_PROBLEM DESCRIPTION_
Reproduce word for word the passage of the book review below, between "With more than" and "continued heightened pace.", inclusive.

[Begin PAGE EXTRACT]

With more than one crime to solve, Win is an almost 400-page game of cat-and-mouse. When a reclusive man is found dead in his penthouse apartment, surrounded by two items stolen from Win’s family, there’s a chance this man’s death could unveil the truth behind Win’s cousin Patricia and her kidnapping decades earlier.
Harlan’s strengths lie in his plotting and pacing — he builds tension with every chapter, revealing just enough information to keep you hooked. His writing is tight, and the dialogue, whilst clipped and stunted at times, keeps the story moving at a continued heightened pace.
“The image freezes. I squint and lean closer. I still can’t pick up much, but this much seems clear: Both knew that they were on a security camera and at this point — the point where I’ve asked the image to be frozen — the man we now know is Ry Strauss looks up into the lens.”

[End PAGE EXTRACT]
[Begin INFORMATION SUPPLIED]

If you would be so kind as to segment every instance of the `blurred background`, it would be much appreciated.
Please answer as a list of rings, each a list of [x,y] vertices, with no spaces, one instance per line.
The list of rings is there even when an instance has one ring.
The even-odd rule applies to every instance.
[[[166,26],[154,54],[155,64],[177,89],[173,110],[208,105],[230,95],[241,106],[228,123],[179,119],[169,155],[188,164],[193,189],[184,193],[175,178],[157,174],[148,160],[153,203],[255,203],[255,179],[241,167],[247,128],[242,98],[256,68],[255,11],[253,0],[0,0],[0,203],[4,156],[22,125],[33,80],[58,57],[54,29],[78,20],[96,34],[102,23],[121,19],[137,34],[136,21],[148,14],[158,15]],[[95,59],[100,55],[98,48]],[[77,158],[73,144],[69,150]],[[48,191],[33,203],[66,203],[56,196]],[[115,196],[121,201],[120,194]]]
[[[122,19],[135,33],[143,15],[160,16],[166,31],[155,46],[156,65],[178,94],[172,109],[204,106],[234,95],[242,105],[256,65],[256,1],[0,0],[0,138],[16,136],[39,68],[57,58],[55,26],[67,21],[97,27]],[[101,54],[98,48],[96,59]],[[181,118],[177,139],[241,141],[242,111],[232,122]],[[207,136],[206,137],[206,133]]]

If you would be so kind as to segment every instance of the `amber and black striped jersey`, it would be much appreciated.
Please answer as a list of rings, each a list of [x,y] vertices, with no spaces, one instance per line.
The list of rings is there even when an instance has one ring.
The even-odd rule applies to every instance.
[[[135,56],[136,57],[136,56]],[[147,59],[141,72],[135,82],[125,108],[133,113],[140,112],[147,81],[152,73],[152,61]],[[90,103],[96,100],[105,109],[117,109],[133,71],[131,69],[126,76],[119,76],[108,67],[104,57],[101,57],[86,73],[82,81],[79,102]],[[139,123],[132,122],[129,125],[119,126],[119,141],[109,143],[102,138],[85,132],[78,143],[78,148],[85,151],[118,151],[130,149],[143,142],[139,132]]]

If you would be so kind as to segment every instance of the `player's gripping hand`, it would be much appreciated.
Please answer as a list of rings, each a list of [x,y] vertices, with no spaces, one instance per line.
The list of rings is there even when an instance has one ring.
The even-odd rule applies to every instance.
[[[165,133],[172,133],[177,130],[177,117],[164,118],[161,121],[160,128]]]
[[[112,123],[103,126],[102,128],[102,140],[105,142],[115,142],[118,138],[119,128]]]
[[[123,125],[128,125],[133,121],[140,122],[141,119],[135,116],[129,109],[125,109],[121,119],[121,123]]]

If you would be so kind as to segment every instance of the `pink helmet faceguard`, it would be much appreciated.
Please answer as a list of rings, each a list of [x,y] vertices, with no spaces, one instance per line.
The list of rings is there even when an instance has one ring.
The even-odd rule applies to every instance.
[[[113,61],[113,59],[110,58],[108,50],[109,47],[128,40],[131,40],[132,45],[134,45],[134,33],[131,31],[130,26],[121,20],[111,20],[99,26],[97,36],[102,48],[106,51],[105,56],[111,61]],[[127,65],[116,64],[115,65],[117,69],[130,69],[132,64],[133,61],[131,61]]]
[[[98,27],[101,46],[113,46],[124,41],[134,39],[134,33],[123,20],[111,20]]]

[End INFORMATION SUPPLIED]

_TASK SOLUTION_
With more than one crime to solve, Win is an almost 400-page game of cat-and-mouse. When a reclusive man is found dead in his penthouse apartment, surrounded by two items stolen from Win’s family, there’s a chance this man’s death could unveil the truth behind Win’s cousin Patricia and her kidnapping decades earlier.
Harlan’s strengths lie in his plotting and pacing — he builds tension with every chapter, revealing just enough information to keep you hooked. His writing is tight, and the dialogue, whilst clipped and stunted at times, keeps the story moving at a continued heightened pace.